* **Ordem de trabalho 1**
Copie da notícia sobre aspirina e aborto espontâneo o trecho que vai de "ROTERDÃ, HOLANDA (FOLHAPRESS)" até "justamente o anti-b2GPI/HLA-DR.", incluindo este último.
* **Ordem de trabalho 2**
Prossiga a notícia sobre aspirina e aborto espontâneo a partir do ponto em que o texto se encerra.

* **Trecho da página**
____________________

Aspirina pode evitar aborto espontâneo, diz estudo

ROTERDÃ, HOLANDA (FOLHAPRESS) – Uma pesquisa publicada na semana passada concluiu que um tratamento realizado com versões de aspirina e heparina pode ser eficaz para evitar interrupções recorrentes de gestação possivelmente associadas a um anticorpo humano. Os resultados são preliminares, mas são um indicativo para a realização de novos estudos no futuro.

 

A ideia de analisar a relação do anticorpo anti-b2GPI/HLA-DR com interrupções involuntárias de gravidez partiu da síndrome antifosfolipídica, uma doença autoimune em que anticorpos atacam células do próprio organismo e leva a quadros de abortos recorrentes. Um dos anticorpos associados a essa síndrome é justamente o anti-b2GPI/HLA-DR.

Um estudo publicado em 2020 pelo mesmo grupo de pesquisadores do novo artigo concluiu que, de um universo de 227 mulheres com histórico de abortos recorrentes, cerca de 20% apresentavam o distúrbio associado ao anticorpo. Os cientistas então consideraram que a substância inicialmente responsável por proteger o organismo humano poderia ter alguma relação com as interrupções nas gestações.

Com essa primeira conclusão, os autores tentaram, na nova pesquisa, identificar se o tratamento com versões dos medicamentos aspirina ou heparina seria eficaz em casos de mulheres grávidas e com o anticorpo ativo em seus organismos.

____________________

* **Dados de expressões referenciais**
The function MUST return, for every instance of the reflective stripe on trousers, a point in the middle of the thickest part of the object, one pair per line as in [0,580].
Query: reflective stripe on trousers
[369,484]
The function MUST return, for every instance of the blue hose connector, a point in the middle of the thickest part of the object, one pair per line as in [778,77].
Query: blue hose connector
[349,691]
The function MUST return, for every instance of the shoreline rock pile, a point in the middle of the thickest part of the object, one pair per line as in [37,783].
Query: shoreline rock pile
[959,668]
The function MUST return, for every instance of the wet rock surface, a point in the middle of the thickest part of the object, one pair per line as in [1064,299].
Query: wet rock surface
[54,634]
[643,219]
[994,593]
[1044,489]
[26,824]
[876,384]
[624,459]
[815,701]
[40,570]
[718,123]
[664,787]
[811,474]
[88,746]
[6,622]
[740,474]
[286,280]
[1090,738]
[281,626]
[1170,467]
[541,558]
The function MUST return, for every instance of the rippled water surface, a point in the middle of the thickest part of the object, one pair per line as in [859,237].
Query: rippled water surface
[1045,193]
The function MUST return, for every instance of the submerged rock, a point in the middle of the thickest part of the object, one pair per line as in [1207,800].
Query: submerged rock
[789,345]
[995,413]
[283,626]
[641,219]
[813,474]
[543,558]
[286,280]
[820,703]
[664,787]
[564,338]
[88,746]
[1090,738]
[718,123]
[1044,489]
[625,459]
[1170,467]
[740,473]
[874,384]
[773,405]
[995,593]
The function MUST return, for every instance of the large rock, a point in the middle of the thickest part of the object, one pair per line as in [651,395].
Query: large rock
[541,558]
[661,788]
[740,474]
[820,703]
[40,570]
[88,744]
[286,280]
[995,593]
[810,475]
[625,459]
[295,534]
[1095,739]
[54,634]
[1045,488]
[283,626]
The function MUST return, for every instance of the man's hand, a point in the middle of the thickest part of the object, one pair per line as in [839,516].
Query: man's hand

____________________

* **Resultado do exercício 1**
ROTERDÃ, HOLANDA (FOLHAPRESS) – Uma pesquisa publicada na semana passada concluiu que um tratamento realizado com versões de aspirina e heparina pode ser eficaz para evitar interrupções recorrentes de gestação possivelmente associadas a um anticorpo humano. Os resultados são preliminares, mas são um indicativo para a realização de novos estudos no futuro.

 

A ideia de analisar a relação do anticorpo anti-b2GPI/HLA-DR com interrupções involuntárias de gravidez partiu da síndrome antifosfolipídica, uma doença autoimune em que anticorpos atacam células do próprio organismo e leva a quadros de abortos recorrentes. Um dos anticorpos associados a essa síndrome é justamente o anti-b2GPI/HLA-DR.

* **Resultado do exercício 2**
Existem diferentes razões para a escolha dessas duas drogas no estudo, afirma Kenji Tanimura, do Departamento de Obstetrícia e Ginecologia, associado à Escola de Pós-Graduação em Medicina da Universidade de Kobeum, e um dos autores do artigo. O pesquisador explica que a heparina não-fracionada já era reconhecida como forma de tratamento contra complicações obstétricas em pacientes com a síndrome antifosfolipídica, por exemplo.

A ideia da nova pesquisa, no entanto, foi utilizar os remédios em casos relacionados somente com o anti-b2GPI/HLA-DR. No total, 462 mulheres com histórico de interrupções de gestações passaram por medições do anticorpo anti-b2GPI/HLA-DR. Dessas, 47 foram incluídas na análise final. Elas foram então divididas em dois grupos: aquelas que receberam tratamento com os remédios e outro, em menor número, sem acesso às drogas.

Essas mulheres foram acompanhadas pelos pesquisadores a fim de comparar o desfecho da gestação. No grupo que adotou os remédios, a taxa de nascimento foi de 87%, enquanto o percentual foi de 50% naquelas mulheres sem ingestão das drogas.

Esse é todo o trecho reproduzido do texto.